Task: Repeat exactly the line containing "Phrase: dog's nose" and every line after it in the entries, and nothing besides.

------------------------------

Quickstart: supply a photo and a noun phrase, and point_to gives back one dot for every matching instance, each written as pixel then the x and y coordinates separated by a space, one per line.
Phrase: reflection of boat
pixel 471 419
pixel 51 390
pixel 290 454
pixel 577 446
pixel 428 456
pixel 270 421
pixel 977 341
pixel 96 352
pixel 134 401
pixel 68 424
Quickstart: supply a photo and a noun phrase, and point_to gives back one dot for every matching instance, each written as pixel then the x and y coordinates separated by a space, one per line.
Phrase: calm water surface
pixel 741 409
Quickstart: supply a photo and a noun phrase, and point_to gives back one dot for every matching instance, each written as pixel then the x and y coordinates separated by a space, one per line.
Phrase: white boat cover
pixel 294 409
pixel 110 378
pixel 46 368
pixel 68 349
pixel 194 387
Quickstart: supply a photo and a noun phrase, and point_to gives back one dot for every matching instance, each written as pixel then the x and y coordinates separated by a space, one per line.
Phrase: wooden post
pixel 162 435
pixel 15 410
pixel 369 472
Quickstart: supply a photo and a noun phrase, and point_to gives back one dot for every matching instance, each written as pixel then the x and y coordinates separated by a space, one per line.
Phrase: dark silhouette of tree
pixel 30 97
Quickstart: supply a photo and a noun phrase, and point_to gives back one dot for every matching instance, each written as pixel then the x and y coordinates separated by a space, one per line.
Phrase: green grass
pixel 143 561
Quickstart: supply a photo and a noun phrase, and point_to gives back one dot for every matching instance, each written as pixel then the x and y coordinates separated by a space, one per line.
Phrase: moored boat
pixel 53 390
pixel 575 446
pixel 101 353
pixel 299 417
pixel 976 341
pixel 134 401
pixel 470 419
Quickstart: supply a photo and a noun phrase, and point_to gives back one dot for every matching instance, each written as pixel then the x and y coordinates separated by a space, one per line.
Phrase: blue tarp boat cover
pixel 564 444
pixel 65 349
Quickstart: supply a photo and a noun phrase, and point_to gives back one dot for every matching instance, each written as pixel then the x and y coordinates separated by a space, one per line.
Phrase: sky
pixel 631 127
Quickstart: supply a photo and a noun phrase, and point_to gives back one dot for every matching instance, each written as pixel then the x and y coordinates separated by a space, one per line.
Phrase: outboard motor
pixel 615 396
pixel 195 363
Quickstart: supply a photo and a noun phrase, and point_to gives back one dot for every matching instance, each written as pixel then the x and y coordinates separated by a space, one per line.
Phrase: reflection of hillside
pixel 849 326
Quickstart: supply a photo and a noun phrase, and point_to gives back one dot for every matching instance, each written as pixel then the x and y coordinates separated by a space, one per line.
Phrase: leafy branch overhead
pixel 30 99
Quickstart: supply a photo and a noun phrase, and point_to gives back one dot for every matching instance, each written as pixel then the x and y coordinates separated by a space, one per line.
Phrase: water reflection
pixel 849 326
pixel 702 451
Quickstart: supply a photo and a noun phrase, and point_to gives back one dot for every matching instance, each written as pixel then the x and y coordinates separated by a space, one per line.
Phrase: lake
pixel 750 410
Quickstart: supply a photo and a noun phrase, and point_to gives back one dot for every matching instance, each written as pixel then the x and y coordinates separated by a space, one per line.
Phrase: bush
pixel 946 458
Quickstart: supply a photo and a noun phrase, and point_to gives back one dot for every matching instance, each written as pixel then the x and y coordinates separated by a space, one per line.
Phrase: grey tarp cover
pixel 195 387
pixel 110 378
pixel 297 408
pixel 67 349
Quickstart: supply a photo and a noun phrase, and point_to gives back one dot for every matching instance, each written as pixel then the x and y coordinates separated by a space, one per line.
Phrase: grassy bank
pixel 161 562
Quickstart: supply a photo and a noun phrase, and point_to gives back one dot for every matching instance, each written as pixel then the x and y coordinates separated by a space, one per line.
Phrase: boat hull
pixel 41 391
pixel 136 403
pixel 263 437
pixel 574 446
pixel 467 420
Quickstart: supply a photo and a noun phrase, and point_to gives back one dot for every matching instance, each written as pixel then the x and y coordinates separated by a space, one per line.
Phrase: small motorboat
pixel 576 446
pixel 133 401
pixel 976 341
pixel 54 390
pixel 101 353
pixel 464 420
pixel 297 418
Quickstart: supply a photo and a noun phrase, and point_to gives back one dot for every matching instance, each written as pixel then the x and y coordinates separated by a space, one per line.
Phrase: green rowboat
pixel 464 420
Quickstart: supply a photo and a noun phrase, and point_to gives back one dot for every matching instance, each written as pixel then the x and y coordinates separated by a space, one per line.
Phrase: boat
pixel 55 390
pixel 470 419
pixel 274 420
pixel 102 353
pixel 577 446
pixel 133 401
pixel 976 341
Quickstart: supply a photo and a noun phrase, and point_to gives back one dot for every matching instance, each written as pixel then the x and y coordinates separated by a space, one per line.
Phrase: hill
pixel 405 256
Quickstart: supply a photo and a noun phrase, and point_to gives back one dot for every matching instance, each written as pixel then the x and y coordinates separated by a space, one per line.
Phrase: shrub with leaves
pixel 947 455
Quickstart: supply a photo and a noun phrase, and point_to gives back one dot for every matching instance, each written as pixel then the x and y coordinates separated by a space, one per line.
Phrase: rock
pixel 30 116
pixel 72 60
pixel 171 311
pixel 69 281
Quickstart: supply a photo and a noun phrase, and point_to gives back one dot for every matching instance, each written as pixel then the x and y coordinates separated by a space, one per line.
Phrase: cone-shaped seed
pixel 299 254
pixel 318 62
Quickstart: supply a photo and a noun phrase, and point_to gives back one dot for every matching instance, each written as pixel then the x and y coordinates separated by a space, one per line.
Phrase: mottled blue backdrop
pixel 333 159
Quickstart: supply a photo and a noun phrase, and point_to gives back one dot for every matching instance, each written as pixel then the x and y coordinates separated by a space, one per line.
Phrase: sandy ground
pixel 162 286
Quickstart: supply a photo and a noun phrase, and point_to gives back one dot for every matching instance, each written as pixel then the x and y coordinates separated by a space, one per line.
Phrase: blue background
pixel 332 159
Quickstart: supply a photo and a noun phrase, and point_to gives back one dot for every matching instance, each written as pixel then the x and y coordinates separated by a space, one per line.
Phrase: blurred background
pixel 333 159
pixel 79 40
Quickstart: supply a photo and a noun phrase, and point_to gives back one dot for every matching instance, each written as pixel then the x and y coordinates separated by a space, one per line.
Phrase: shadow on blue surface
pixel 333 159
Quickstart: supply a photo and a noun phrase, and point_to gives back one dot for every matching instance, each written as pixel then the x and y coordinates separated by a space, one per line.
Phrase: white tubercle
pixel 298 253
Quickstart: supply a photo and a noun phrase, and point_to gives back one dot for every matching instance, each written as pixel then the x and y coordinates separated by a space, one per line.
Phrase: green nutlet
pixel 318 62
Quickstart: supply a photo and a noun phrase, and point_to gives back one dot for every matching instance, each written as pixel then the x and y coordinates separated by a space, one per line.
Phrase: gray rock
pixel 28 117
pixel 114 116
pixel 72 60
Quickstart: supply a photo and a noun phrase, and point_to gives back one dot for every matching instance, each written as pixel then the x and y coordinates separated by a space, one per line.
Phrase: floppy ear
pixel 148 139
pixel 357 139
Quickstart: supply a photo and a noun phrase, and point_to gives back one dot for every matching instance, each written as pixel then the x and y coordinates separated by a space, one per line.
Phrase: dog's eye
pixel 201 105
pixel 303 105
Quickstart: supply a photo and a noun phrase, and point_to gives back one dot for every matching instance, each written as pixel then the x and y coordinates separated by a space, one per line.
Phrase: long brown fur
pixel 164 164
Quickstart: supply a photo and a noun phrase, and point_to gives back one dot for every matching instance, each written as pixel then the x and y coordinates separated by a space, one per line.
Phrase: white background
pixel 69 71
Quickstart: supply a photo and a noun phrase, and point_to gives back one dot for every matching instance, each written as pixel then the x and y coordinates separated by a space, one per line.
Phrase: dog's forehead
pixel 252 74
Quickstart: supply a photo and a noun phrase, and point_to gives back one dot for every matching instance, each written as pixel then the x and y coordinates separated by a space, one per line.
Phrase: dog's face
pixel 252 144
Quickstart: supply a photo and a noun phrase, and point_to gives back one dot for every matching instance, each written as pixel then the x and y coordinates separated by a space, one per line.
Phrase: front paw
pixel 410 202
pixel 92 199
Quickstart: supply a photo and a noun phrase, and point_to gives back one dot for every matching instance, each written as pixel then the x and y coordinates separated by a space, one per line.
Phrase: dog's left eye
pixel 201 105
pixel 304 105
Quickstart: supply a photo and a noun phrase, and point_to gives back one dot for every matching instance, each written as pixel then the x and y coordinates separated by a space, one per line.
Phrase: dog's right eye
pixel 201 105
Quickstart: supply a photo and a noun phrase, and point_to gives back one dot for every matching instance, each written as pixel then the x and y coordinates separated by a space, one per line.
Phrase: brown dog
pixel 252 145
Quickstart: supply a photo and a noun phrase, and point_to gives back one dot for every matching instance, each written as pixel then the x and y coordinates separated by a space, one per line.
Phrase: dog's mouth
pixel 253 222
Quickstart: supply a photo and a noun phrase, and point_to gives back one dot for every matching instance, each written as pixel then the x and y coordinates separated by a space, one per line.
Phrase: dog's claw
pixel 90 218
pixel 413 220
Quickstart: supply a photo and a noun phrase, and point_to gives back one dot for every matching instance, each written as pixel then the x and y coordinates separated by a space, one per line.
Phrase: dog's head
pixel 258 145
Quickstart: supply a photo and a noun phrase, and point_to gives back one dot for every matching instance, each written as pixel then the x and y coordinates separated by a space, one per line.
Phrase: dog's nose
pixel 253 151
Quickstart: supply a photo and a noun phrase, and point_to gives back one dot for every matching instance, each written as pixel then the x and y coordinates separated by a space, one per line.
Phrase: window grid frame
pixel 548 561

------------------------------

Exercise solution:
Phrase: dog's nose
pixel 253 151
Quickstart: supply a photo and a noun phrase, and point_to gives back one dot for every matching instance, each written as pixel then the x and y coordinates separated by a space, one per line.
Phrase: window grid frame
pixel 548 561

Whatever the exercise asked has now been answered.